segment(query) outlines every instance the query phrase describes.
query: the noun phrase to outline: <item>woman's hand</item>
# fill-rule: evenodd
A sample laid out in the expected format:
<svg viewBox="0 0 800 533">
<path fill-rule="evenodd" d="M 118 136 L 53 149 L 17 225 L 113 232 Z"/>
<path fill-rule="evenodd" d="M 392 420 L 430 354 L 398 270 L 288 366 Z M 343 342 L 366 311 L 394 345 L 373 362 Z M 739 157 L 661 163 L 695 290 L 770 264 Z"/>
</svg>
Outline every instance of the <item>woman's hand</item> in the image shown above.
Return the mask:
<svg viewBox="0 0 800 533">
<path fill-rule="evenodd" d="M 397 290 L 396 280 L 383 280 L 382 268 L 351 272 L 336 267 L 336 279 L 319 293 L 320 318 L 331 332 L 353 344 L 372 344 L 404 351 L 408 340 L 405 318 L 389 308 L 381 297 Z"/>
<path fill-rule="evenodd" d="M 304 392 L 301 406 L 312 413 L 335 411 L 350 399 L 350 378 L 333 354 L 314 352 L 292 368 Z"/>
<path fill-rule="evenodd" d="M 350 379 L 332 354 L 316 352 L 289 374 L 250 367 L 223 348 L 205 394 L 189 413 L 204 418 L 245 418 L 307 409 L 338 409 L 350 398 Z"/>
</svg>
* * *
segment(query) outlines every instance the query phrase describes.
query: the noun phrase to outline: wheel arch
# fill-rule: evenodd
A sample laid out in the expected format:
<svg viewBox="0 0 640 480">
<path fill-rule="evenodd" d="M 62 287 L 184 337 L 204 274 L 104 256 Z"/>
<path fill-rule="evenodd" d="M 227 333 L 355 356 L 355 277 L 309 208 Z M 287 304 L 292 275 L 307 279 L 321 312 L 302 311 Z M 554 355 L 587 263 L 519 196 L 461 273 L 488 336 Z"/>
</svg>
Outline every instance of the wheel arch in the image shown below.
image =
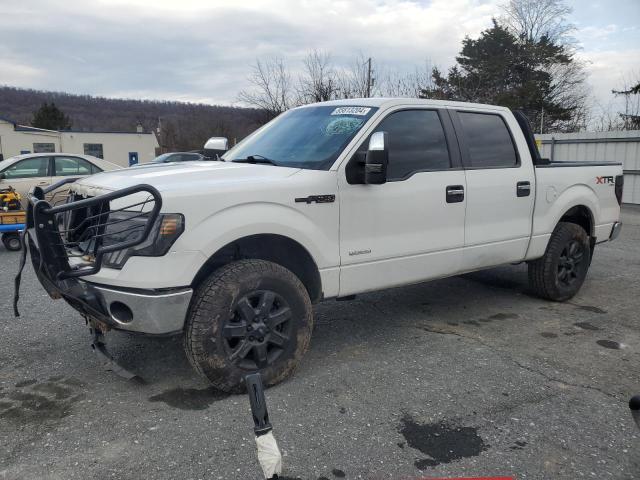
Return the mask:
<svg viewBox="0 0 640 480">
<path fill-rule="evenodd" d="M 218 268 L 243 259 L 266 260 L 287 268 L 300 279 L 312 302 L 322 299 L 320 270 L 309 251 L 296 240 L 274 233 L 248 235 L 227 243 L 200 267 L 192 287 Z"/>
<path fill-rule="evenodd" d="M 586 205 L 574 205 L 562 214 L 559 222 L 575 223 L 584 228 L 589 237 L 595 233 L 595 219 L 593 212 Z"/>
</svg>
==
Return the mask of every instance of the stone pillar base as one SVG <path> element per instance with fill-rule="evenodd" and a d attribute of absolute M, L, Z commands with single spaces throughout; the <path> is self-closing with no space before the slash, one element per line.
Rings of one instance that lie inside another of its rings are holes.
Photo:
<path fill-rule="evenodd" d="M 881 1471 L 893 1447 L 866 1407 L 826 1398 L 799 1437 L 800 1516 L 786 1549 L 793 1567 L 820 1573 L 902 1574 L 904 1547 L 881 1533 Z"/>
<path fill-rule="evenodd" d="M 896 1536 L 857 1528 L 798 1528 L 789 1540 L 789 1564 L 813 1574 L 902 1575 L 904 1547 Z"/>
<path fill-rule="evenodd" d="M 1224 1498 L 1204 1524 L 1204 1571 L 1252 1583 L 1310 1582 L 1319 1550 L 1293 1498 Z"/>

### Your objective
Each line of the data above that contains the string "arch" should be counted; give only the total.

### Answer
2